* **EXERCISE AIM**
When a picture appears in the listing, leave it out and copy the rest exactly as it stands.
____________
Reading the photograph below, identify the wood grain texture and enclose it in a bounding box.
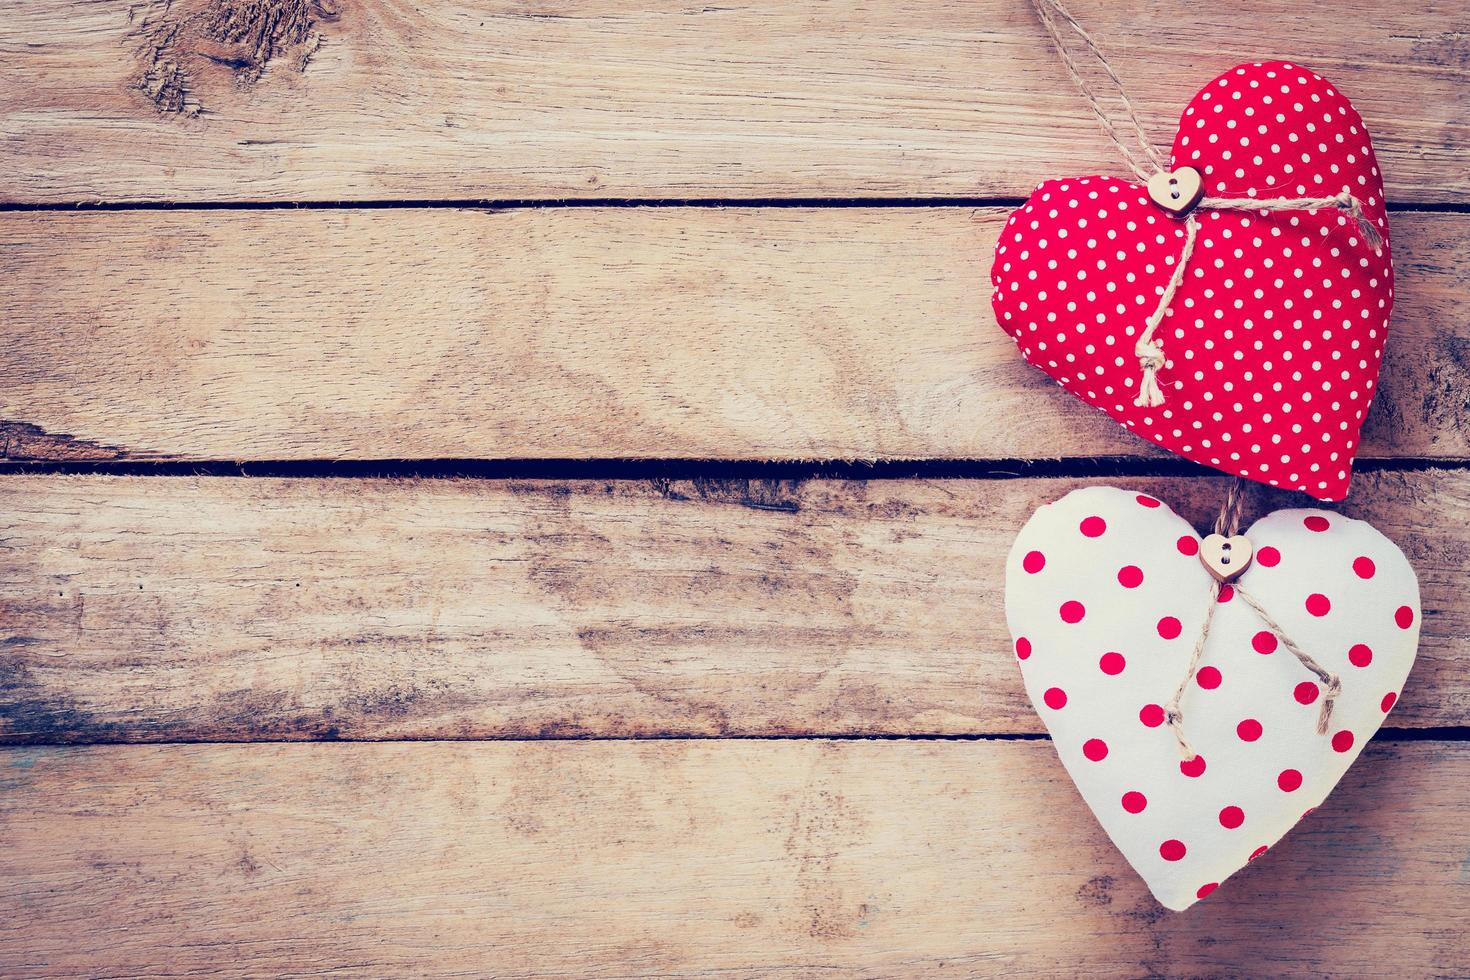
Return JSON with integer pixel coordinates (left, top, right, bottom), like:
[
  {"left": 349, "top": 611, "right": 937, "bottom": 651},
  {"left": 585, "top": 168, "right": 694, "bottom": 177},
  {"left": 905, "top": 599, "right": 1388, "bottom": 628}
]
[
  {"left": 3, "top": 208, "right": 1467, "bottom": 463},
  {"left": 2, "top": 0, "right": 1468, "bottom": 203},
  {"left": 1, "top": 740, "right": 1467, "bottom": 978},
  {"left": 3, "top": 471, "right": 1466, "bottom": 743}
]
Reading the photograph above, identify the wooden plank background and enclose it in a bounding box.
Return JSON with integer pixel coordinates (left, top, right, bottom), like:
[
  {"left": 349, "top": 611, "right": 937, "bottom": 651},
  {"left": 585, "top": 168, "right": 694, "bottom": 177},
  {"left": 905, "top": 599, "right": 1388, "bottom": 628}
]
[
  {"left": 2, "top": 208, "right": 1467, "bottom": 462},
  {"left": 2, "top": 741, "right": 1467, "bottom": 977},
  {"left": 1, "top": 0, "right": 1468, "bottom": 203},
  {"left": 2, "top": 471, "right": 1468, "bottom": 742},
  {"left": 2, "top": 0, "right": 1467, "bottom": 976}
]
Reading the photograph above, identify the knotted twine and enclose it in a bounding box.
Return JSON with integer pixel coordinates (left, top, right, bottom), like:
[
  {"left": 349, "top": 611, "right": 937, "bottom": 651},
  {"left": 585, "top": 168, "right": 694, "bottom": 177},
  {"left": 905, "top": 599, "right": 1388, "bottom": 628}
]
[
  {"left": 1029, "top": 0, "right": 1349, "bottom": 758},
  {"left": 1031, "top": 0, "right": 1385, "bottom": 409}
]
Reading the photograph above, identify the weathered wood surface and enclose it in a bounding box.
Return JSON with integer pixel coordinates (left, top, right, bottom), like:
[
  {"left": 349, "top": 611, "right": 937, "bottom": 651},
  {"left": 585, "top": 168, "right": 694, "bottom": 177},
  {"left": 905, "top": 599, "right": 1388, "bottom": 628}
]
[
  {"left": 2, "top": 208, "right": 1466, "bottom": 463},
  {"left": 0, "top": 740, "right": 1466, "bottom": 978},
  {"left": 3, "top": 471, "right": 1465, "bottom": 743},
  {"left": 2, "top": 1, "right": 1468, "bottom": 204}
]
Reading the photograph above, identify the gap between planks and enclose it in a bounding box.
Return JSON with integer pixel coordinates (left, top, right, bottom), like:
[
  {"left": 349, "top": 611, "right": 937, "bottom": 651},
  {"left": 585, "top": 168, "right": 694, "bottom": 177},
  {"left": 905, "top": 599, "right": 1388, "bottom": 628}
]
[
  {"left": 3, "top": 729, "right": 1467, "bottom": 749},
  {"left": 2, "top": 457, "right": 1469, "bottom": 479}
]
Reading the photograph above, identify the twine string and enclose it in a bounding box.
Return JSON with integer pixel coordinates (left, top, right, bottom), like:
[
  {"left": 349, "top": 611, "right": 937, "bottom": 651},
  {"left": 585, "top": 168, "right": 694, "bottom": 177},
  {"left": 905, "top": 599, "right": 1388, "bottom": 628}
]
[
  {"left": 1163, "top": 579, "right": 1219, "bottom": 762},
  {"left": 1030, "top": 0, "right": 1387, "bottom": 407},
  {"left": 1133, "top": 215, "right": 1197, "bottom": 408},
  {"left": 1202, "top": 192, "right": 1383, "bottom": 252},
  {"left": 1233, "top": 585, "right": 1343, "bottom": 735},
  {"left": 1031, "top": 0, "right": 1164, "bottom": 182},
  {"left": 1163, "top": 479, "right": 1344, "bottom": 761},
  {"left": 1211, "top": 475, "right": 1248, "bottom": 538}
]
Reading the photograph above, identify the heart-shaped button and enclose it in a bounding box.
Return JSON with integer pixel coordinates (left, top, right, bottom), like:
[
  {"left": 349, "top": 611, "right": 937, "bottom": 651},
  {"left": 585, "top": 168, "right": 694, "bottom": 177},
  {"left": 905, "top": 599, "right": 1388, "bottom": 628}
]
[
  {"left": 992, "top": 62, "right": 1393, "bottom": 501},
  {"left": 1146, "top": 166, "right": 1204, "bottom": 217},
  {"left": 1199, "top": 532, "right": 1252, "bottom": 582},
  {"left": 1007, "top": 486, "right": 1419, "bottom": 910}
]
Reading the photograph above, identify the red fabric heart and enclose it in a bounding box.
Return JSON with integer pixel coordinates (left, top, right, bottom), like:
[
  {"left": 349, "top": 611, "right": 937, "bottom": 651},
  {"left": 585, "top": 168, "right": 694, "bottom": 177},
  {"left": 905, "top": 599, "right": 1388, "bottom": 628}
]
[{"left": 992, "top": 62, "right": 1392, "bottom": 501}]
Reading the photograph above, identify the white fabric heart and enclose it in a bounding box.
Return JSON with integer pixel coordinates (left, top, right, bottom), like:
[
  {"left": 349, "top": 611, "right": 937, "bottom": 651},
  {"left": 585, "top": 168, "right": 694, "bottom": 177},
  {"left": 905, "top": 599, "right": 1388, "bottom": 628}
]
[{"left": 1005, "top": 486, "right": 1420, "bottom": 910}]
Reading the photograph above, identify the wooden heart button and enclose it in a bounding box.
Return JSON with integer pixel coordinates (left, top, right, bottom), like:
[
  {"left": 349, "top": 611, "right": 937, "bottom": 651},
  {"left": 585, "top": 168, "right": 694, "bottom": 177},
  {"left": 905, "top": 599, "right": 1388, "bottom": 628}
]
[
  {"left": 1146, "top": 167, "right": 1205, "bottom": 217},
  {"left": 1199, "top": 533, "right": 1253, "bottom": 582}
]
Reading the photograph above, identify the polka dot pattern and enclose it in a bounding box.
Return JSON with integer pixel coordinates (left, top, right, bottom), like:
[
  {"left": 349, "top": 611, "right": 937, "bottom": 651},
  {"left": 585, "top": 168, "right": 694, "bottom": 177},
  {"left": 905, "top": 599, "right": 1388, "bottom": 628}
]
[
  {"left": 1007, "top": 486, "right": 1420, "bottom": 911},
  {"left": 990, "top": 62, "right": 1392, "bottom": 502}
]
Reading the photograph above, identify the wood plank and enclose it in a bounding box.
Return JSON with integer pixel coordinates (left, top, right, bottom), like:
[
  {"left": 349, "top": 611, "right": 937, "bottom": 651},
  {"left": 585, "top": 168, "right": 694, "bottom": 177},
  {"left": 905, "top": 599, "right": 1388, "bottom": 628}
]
____________
* **EXERCISE RESULT**
Reading the photograph below, identify the wood grain texture and enclose it in a bounding box.
Return JSON with integer pixel coordinates (left, top, right, bottom), like:
[
  {"left": 349, "top": 611, "right": 937, "bottom": 651},
  {"left": 585, "top": 168, "right": 694, "bottom": 177},
  {"left": 905, "top": 599, "right": 1388, "bottom": 628}
]
[
  {"left": 3, "top": 208, "right": 1467, "bottom": 463},
  {"left": 2, "top": 0, "right": 1468, "bottom": 203},
  {"left": 1, "top": 740, "right": 1467, "bottom": 978},
  {"left": 3, "top": 471, "right": 1466, "bottom": 743}
]
Reading the photograph above, identify the wooden plank background and enclose it in a bounding box.
Return JSON with integer pixel coordinates (left, top, right, bottom), like:
[
  {"left": 349, "top": 611, "right": 937, "bottom": 651},
  {"left": 585, "top": 168, "right": 694, "bottom": 177},
  {"left": 905, "top": 599, "right": 1388, "bottom": 628}
]
[
  {"left": 2, "top": 208, "right": 1467, "bottom": 462},
  {"left": 2, "top": 741, "right": 1467, "bottom": 977},
  {"left": 1, "top": 0, "right": 1468, "bottom": 203},
  {"left": 2, "top": 471, "right": 1468, "bottom": 742},
  {"left": 2, "top": 0, "right": 1467, "bottom": 976}
]
Reading the photograph above, identify the knotted twine and enclose it in a bounding box.
Return JSON with integer pixel coordinates (left, top, right, bottom), like:
[
  {"left": 349, "top": 611, "right": 937, "bottom": 651},
  {"left": 585, "top": 168, "right": 694, "bottom": 177},
  {"left": 905, "top": 599, "right": 1388, "bottom": 628}
]
[
  {"left": 1029, "top": 0, "right": 1349, "bottom": 758},
  {"left": 1031, "top": 0, "right": 1385, "bottom": 409}
]
Reading the photograph above, identify the weathered wood surface and enclose it in a bounding box.
Return JSON with integer pixel coordinates (left, top, right, bottom), like:
[
  {"left": 349, "top": 611, "right": 937, "bottom": 651},
  {"left": 585, "top": 168, "right": 694, "bottom": 177},
  {"left": 905, "top": 599, "right": 1388, "bottom": 628}
]
[
  {"left": 2, "top": 208, "right": 1466, "bottom": 463},
  {"left": 0, "top": 740, "right": 1466, "bottom": 978},
  {"left": 3, "top": 471, "right": 1465, "bottom": 743},
  {"left": 2, "top": 1, "right": 1468, "bottom": 204}
]
Reading the photograph above, identify the gap between planks and enclose it in a bounding box.
Return JSON with integer pixel coordinates (left, top, right, bottom), like:
[
  {"left": 349, "top": 611, "right": 937, "bottom": 651},
  {"left": 585, "top": 168, "right": 694, "bottom": 177},
  {"left": 905, "top": 599, "right": 1388, "bottom": 628}
]
[
  {"left": 3, "top": 729, "right": 1467, "bottom": 749},
  {"left": 2, "top": 457, "right": 1469, "bottom": 479}
]
Reading the photograph above, identify the twine string and enclose it in a bounding box.
Return JSON with integer pixel coordinates (left, top, right, bottom), like:
[
  {"left": 349, "top": 611, "right": 937, "bottom": 651},
  {"left": 585, "top": 168, "right": 694, "bottom": 177},
  {"left": 905, "top": 599, "right": 1388, "bottom": 628}
]
[
  {"left": 1163, "top": 579, "right": 1219, "bottom": 762},
  {"left": 1030, "top": 0, "right": 1387, "bottom": 407},
  {"left": 1133, "top": 215, "right": 1197, "bottom": 408},
  {"left": 1202, "top": 192, "right": 1383, "bottom": 252},
  {"left": 1233, "top": 585, "right": 1343, "bottom": 735},
  {"left": 1031, "top": 0, "right": 1164, "bottom": 182},
  {"left": 1163, "top": 479, "right": 1344, "bottom": 761},
  {"left": 1211, "top": 475, "right": 1248, "bottom": 538}
]
Reading the photograph above, identify the heart-shaped button and enclose it in a bounding box.
Return JSON with integer pixel coordinates (left, top, right, bottom), like:
[
  {"left": 349, "top": 611, "right": 937, "bottom": 651},
  {"left": 585, "top": 168, "right": 694, "bottom": 177},
  {"left": 905, "top": 599, "right": 1388, "bottom": 628}
]
[
  {"left": 992, "top": 62, "right": 1393, "bottom": 501},
  {"left": 1146, "top": 166, "right": 1204, "bottom": 217},
  {"left": 1199, "top": 532, "right": 1252, "bottom": 582},
  {"left": 1007, "top": 486, "right": 1419, "bottom": 910}
]
Reading the photograph above, identify the red fabric heart and enclose it in a bounding box.
Return JSON with integer pixel coordinates (left, top, right, bottom), like:
[
  {"left": 349, "top": 611, "right": 937, "bottom": 651},
  {"left": 585, "top": 168, "right": 694, "bottom": 177},
  {"left": 905, "top": 599, "right": 1388, "bottom": 628}
]
[{"left": 992, "top": 62, "right": 1392, "bottom": 501}]
Reading the photograph above, identify the white fabric heart and enclose it in a bounding box.
Return JSON with integer pixel coordinates (left, top, right, bottom), like:
[
  {"left": 349, "top": 611, "right": 937, "bottom": 651},
  {"left": 585, "top": 168, "right": 694, "bottom": 177},
  {"left": 905, "top": 599, "right": 1388, "bottom": 628}
]
[{"left": 1005, "top": 486, "right": 1420, "bottom": 910}]
Reading the photograph above, identify the wooden heart button and enclose it in a bounding box.
Return JSON with integer pixel coordinates (left, top, right, bottom), like:
[
  {"left": 349, "top": 611, "right": 937, "bottom": 651},
  {"left": 585, "top": 168, "right": 694, "bottom": 177},
  {"left": 905, "top": 599, "right": 1388, "bottom": 628}
]
[
  {"left": 1146, "top": 167, "right": 1205, "bottom": 217},
  {"left": 1199, "top": 533, "right": 1253, "bottom": 582}
]
Reading the photograph above, identify the polka dot pattern and enclose it in a bounding box.
Return JSON with integer pixel coordinates (left, top, right, bottom), like:
[
  {"left": 349, "top": 611, "right": 937, "bottom": 651},
  {"left": 585, "top": 168, "right": 694, "bottom": 177},
  {"left": 905, "top": 599, "right": 1388, "bottom": 628}
]
[
  {"left": 1007, "top": 486, "right": 1420, "bottom": 911},
  {"left": 990, "top": 62, "right": 1392, "bottom": 502}
]
Reading the photograph above, identify the wood plank and enclose it in a bounding box.
Return JSON with integer pixel coordinates (left, top, right, bottom), like:
[
  {"left": 349, "top": 611, "right": 937, "bottom": 651},
  {"left": 585, "top": 168, "right": 694, "bottom": 177},
  {"left": 905, "top": 599, "right": 1388, "bottom": 628}
]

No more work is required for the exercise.